**Exercise goal:** Would it be possible to quote, exactly and in full, the lines from the one with "In this photo, point at the gartersnake, one" through the end of the entries below?

**Record extracts:**
"""

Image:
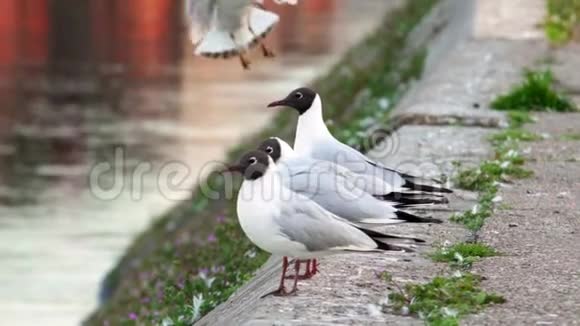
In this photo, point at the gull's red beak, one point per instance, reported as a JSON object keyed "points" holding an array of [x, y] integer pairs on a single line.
{"points": [[231, 169], [277, 103]]}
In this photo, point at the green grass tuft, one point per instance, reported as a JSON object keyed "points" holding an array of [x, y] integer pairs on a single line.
{"points": [[563, 20], [518, 119], [475, 218], [514, 135], [444, 300], [570, 137], [463, 255], [534, 94]]}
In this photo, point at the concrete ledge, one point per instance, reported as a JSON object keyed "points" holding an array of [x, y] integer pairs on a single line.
{"points": [[461, 72]]}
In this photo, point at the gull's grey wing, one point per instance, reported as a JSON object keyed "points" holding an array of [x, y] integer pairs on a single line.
{"points": [[303, 221], [355, 161], [200, 14], [334, 191], [231, 12]]}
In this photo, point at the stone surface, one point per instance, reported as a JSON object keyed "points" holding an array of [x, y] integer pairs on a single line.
{"points": [[537, 231], [495, 19], [538, 272], [485, 67]]}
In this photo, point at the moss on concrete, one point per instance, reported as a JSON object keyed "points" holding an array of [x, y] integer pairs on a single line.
{"points": [[535, 93], [563, 20], [462, 255], [442, 301]]}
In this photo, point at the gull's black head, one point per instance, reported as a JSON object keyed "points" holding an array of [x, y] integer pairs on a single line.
{"points": [[300, 99], [271, 146], [252, 165]]}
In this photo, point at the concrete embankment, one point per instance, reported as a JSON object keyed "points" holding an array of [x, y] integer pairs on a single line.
{"points": [[477, 49]]}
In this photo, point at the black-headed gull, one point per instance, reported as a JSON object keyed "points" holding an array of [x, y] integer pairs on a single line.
{"points": [[316, 178], [333, 187], [313, 139], [288, 224], [226, 28]]}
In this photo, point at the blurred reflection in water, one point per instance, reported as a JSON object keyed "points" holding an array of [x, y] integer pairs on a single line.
{"points": [[79, 79]]}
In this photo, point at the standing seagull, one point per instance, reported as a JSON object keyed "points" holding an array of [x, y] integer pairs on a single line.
{"points": [[293, 226], [323, 181], [332, 187], [225, 28], [313, 139]]}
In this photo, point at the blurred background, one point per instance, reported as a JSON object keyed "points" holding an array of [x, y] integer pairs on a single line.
{"points": [[82, 80]]}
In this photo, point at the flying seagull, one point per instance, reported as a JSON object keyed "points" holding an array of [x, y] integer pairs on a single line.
{"points": [[289, 224], [313, 139], [322, 181], [226, 28]]}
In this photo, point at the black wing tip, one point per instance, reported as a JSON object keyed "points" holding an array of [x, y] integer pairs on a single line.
{"points": [[425, 188], [390, 247], [379, 235], [408, 217], [406, 199]]}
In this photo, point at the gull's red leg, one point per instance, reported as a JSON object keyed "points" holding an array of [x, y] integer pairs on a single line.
{"points": [[281, 291], [296, 276], [307, 274], [314, 269]]}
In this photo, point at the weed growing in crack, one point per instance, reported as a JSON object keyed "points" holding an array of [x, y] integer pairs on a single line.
{"points": [[442, 301], [535, 93], [462, 255]]}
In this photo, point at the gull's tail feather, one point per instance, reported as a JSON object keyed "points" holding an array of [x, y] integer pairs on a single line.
{"points": [[413, 184], [219, 43], [408, 217], [391, 247], [410, 199], [381, 236]]}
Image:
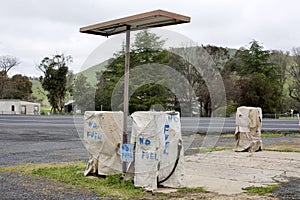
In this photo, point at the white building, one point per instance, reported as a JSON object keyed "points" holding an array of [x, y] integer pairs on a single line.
{"points": [[18, 107]]}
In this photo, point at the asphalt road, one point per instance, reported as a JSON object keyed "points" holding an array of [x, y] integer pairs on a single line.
{"points": [[188, 125], [58, 138], [42, 139]]}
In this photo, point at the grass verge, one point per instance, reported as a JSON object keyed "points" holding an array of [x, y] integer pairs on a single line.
{"points": [[282, 150], [72, 175], [261, 190], [113, 186]]}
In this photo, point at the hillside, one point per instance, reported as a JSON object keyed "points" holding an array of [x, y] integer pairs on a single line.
{"points": [[90, 73]]}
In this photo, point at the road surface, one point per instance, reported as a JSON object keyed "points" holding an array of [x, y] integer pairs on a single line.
{"points": [[188, 125]]}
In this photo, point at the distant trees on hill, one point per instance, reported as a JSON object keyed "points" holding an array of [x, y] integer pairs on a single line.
{"points": [[16, 87]]}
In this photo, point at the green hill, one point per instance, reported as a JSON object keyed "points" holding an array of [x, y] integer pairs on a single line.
{"points": [[90, 73]]}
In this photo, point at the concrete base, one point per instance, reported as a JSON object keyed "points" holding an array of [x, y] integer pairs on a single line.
{"points": [[227, 172]]}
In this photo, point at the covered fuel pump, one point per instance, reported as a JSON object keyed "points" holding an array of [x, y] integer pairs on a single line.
{"points": [[159, 154]]}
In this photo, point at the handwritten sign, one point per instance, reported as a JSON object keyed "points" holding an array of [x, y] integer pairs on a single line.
{"points": [[127, 152]]}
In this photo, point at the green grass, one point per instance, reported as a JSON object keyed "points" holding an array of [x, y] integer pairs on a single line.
{"points": [[261, 190], [282, 150], [113, 186], [72, 175], [207, 150]]}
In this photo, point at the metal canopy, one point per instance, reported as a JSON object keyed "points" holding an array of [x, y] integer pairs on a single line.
{"points": [[156, 18]]}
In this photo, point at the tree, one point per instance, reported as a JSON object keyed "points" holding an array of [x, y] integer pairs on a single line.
{"points": [[55, 71], [260, 78], [21, 87], [4, 84], [145, 40], [294, 72], [8, 62]]}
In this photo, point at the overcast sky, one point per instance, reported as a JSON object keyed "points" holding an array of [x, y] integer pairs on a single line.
{"points": [[33, 29]]}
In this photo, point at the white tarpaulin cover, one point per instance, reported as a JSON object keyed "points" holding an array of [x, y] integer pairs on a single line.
{"points": [[159, 152], [248, 129], [102, 138]]}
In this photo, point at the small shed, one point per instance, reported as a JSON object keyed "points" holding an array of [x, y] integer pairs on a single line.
{"points": [[18, 107]]}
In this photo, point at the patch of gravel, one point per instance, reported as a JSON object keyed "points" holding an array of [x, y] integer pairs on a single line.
{"points": [[20, 186], [289, 190]]}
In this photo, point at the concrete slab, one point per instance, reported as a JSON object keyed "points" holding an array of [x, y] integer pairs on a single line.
{"points": [[227, 172]]}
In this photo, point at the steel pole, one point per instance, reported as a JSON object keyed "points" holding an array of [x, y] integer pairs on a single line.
{"points": [[126, 88]]}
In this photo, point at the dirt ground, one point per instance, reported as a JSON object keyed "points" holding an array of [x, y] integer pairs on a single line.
{"points": [[227, 172]]}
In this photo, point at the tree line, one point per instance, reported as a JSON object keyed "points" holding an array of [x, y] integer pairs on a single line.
{"points": [[252, 76]]}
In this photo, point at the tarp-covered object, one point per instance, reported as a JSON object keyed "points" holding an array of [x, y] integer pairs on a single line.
{"points": [[248, 129], [102, 138], [159, 153]]}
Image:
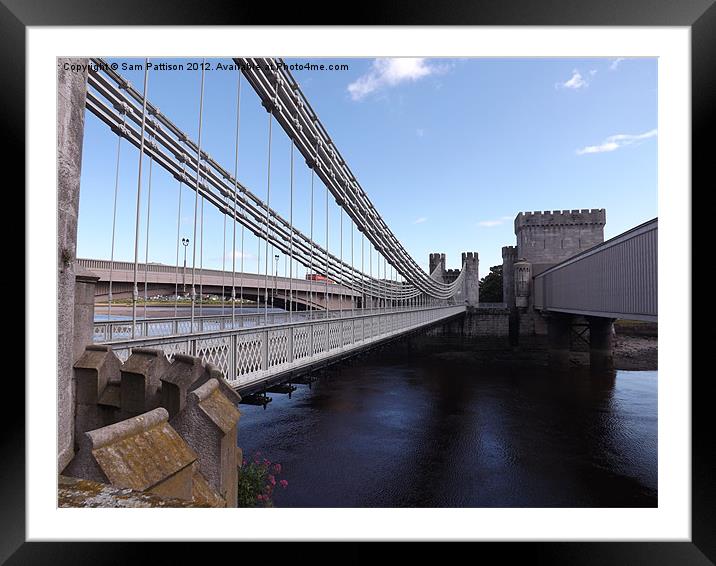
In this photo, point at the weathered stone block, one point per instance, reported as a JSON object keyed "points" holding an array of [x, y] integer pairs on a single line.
{"points": [[143, 453], [94, 370], [141, 380], [179, 378], [208, 423]]}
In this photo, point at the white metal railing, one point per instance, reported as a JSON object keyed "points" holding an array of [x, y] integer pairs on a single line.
{"points": [[112, 330], [250, 355]]}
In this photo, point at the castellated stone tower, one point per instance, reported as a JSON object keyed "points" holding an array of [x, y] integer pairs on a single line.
{"points": [[549, 237], [435, 260]]}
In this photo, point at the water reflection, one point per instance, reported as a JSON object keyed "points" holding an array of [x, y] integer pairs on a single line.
{"points": [[424, 424]]}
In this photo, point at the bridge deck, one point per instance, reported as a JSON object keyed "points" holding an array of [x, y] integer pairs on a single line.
{"points": [[251, 356]]}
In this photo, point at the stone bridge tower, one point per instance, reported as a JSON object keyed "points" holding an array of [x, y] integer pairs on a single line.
{"points": [[544, 238]]}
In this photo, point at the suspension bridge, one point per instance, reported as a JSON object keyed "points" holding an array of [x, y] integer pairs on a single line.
{"points": [[345, 302], [333, 303]]}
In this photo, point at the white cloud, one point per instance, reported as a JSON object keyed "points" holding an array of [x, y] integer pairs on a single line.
{"points": [[615, 63], [613, 143], [576, 81], [389, 72], [237, 254], [490, 223]]}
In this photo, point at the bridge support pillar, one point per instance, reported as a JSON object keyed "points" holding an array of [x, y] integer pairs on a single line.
{"points": [[558, 328], [471, 282], [71, 95], [601, 343]]}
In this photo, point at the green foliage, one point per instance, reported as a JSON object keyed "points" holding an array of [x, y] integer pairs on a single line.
{"points": [[491, 286], [257, 480]]}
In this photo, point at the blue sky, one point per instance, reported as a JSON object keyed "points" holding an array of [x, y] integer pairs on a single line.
{"points": [[448, 150]]}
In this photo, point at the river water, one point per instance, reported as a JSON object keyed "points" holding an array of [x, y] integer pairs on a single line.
{"points": [[423, 423]]}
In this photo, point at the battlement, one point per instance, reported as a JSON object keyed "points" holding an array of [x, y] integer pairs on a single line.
{"points": [[550, 236], [469, 256], [585, 216]]}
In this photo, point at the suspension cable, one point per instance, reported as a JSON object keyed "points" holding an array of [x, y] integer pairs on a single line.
{"points": [[268, 220], [114, 222], [290, 275], [236, 182], [135, 290], [196, 200], [149, 210], [176, 274]]}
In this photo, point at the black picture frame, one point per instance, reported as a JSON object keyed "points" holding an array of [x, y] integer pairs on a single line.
{"points": [[699, 15]]}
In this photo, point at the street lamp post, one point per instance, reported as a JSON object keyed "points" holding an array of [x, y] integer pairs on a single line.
{"points": [[275, 274], [185, 243]]}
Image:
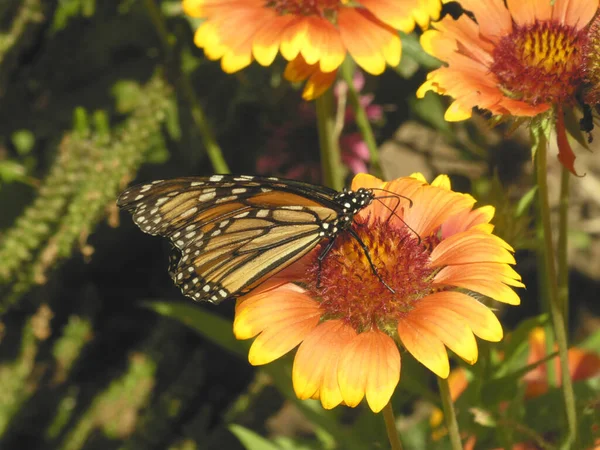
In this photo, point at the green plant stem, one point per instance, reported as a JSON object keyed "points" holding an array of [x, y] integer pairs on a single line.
{"points": [[563, 241], [362, 121], [331, 162], [390, 426], [449, 414], [210, 143], [556, 309]]}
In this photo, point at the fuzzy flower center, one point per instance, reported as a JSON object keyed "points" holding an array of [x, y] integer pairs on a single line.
{"points": [[321, 8], [540, 63], [350, 291], [592, 63]]}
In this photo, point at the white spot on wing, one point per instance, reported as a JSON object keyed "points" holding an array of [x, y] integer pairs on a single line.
{"points": [[189, 212], [207, 196]]}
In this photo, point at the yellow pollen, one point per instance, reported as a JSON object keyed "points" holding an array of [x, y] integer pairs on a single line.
{"points": [[349, 289], [322, 8], [540, 63]]}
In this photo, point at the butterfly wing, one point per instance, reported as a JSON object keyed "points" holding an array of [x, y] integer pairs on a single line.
{"points": [[231, 233]]}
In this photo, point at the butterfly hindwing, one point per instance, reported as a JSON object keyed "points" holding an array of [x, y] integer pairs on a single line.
{"points": [[230, 233]]}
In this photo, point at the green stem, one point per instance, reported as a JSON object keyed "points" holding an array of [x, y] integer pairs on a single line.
{"points": [[556, 309], [449, 414], [362, 121], [390, 426], [563, 240], [331, 162], [210, 143]]}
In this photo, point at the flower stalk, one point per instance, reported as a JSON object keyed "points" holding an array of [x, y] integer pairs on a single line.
{"points": [[390, 427], [449, 413], [198, 116], [331, 161], [563, 241], [540, 141], [362, 121]]}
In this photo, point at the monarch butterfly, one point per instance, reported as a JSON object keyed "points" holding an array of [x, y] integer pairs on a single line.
{"points": [[230, 233]]}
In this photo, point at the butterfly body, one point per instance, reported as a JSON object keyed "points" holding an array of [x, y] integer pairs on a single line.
{"points": [[230, 233]]}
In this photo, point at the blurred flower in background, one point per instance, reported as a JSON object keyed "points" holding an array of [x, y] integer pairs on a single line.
{"points": [[517, 60], [292, 150], [314, 36], [583, 365], [433, 253]]}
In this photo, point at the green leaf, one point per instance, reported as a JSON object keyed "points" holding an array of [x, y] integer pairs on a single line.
{"points": [[11, 171], [251, 440], [592, 342], [517, 344], [540, 128], [525, 202], [209, 325], [23, 140]]}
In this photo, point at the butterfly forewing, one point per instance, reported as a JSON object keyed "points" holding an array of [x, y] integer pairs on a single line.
{"points": [[230, 233]]}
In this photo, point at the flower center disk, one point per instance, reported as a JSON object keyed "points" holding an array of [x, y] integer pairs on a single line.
{"points": [[321, 8], [350, 291], [540, 63]]}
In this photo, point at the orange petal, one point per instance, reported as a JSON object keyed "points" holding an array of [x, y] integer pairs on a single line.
{"points": [[488, 279], [293, 38], [403, 15], [317, 84], [574, 13], [298, 70], [480, 319], [432, 206], [323, 45], [527, 13], [447, 326], [266, 309], [266, 41], [369, 365], [425, 346], [279, 339], [207, 38], [471, 246], [465, 220], [314, 374], [492, 16]]}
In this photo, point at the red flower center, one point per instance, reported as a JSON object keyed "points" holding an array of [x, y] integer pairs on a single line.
{"points": [[322, 8], [348, 288], [592, 63], [540, 63]]}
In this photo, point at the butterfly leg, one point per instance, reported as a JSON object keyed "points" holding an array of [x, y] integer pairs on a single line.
{"points": [[366, 250], [321, 257]]}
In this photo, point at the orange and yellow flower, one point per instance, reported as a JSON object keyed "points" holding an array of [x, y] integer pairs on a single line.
{"points": [[314, 35], [583, 365], [436, 255], [519, 59]]}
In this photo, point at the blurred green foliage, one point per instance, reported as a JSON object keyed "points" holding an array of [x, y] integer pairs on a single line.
{"points": [[96, 351]]}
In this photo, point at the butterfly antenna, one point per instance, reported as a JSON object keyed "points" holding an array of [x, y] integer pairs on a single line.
{"points": [[393, 211], [366, 251]]}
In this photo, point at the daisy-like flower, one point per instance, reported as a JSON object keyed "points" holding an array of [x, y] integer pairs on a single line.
{"points": [[583, 365], [516, 59], [437, 255], [314, 35]]}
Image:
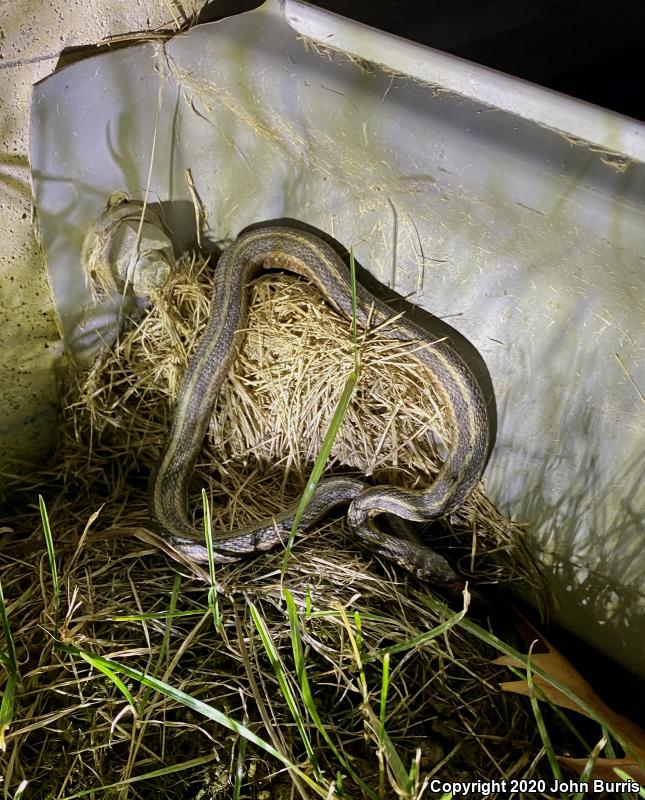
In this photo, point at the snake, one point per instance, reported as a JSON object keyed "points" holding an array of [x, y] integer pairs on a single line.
{"points": [[306, 254]]}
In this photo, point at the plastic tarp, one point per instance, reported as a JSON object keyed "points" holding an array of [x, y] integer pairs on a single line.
{"points": [[513, 213]]}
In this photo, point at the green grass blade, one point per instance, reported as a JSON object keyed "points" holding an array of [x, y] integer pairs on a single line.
{"points": [[585, 775], [628, 778], [99, 663], [502, 647], [157, 773], [539, 721], [7, 707], [51, 555], [334, 426], [418, 641], [20, 790], [213, 600], [10, 663], [385, 682], [199, 707], [239, 769], [285, 686], [308, 698]]}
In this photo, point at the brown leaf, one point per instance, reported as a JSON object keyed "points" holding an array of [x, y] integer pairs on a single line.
{"points": [[545, 656]]}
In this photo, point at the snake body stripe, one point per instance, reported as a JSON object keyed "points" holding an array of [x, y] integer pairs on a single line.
{"points": [[307, 255]]}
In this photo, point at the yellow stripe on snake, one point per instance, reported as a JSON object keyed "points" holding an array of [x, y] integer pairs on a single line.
{"points": [[307, 255]]}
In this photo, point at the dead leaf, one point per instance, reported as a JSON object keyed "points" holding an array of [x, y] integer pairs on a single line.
{"points": [[548, 659]]}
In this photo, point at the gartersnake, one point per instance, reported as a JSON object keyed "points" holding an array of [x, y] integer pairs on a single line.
{"points": [[307, 255]]}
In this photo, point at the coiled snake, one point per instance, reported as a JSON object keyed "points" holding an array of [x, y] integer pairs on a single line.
{"points": [[304, 253]]}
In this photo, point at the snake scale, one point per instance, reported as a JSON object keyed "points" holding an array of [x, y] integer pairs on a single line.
{"points": [[305, 254]]}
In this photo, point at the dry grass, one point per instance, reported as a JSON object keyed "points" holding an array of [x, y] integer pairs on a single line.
{"points": [[73, 729]]}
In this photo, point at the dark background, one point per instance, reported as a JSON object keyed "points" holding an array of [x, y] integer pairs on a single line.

"""

**Answer in full:**
In this photo, point at the gartersnake, one point per instance, reported as a JSON object keyed "points" holding an array of [x, y] integer pairs on a single line.
{"points": [[307, 255]]}
In this photo, point at the coiled snake, one point per instance, reported as a JSON object keyed "points" holding an array of [x, y] integer pairs on a single line.
{"points": [[304, 253]]}
In this photo, point at the snake scale, one point per instance, reported as a JSON object keyed "points" holding an array of [x, y] integer pairs on a single line.
{"points": [[305, 254]]}
In this photo, point at the dry grass, one point per instance, reported as a JSON object keyed "points" holding an array of [x, y] integer pairs on a single line.
{"points": [[73, 729]]}
In this photo, point at the dark background, one point per instance, reported as a JSON object keyed "points" holding an array of [x, y] integer pairs on a single line.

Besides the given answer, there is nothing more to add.